Text for analysis:

Which brings in our next point, you can’t pour from an empty vessel. Like most things, change needs to start with us as individuals, within our homes, then expanding to our communities and causing a ripple-effect from there. If you think about the antonym of kindness, what is it? It’s not necessarily selfishness or arrogance, it’s meanness. Here’s the thing: if you bully yourself (see Are you a Mean Girl?), how could you possibly be nice to others from a well-spring of compassion and peace?

To neglect or express a rejection of one’s self while performing actions of kindness, usually leads to resentment while trying to people-please. Showing yourself some appreciation and renewing your self with sleep and nutritious food can better equip you to help take care of others.

Thought Action

Kindness starts with a thought and, ideally, ends with action. The action should flow naturally from the source, much like love expressed in words is sweet but is sweeter still when shown. Wishing that the world was kinder is a nice thought, but doing something to start little chain-reactions of kindness is better. Ask recipients of your kindness to ‘pay it forward’.

“If a brother or sister be naked, and destitute of daily food, And one of you say unto them, Depart in peace, be ye warmed and filled; notwithstanding ye give them not those things which are needful to the body; what doth it profit?”- James 2:15-16. Translated into plain English, if you see someone in need and think or say to them “I hope you get the help you need” without endeavoring to provide any assistance, what’s the point? and his brother John provides the bottom-line:

“Let us not love in word, neither in tongue; but in deed and in truth.” – 1 John 3:18

Ready for Kindness-in-Action?

Be creative in your kindness! Sure, you could buy coffee for the people behind you in the Starbucks drive-thru but let’s dream beyond that.

Quarantine has afforded us time to take closer looks at the possessions within our four walls. Choose something to give away that you no longer need nor want, but that could help another. Shelters routinely need toiletries, combs and brushes, bottled water, twin bed sheets, towels, toilet paper, feminine hygiene products, and new underwear and socks. Animal shelters could use food, towels, toys, and more. What is extra for you may be essential to someone else.

What to do: Carry on the passage on kindness in action, starting after its final sentence and matching its tone and style.

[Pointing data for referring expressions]

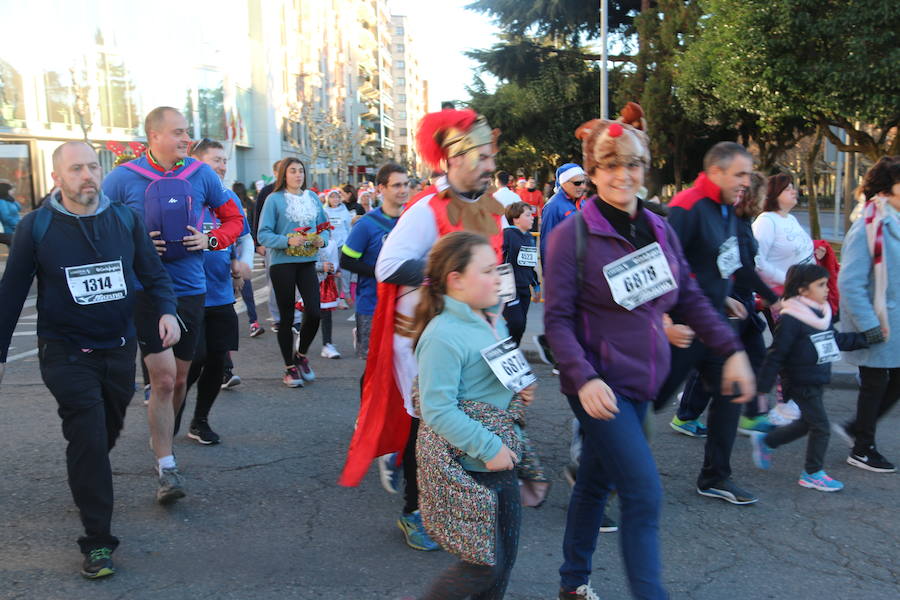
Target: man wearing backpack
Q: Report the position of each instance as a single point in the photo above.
(169, 191)
(89, 255)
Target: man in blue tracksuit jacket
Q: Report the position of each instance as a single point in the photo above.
(89, 255)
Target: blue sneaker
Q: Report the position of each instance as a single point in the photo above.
(390, 472)
(692, 428)
(762, 454)
(747, 425)
(820, 481)
(414, 532)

Response for this exercise:
Volunteer and offer a skill or service free-of-charge. Offer babysitting or to help home-school kids in the neighborhood. Maybe you’re great at graphic design and can help someone starting their new business. If you are a mechanic, offer your assistance. Volunteer an hour of time, or an afternoon, to a food pantry or soup kitchen. Handy with tools? Build something and donate it. Guess what? Even self-quarantining with Netflix binges, you can serve the greater good when you knit or crochet blankets for premature or stillborn babies.

If you’re on a budget, there are still plenty of ideas you could employ. Leaving a positive note or a review for a restaurant or small business can help them out. Let a family with small children go before you in line at the grocery. Beyond saying “hi” and our cursory interactions with others, take time and genuinely ask someone about their day; they are typically grateful that someone expressed an interest in their lives and well-being. Find a cause you’d like to support and take part in their upcoming charity race. Offer an intrinsic “your dedicated hard-work made this project look great” or extrinsic (e.g. “I love your shoes”) compliment to brighten someone’s day. Some say food is love; making a meal for your family, partner, or roommate can remove a task from their list and create positive feelings all-around. 

Remember, your small act of kindness can have a phenomenal ripple-effect. Big or small, what is one action you can take today to change your life and possibly the world?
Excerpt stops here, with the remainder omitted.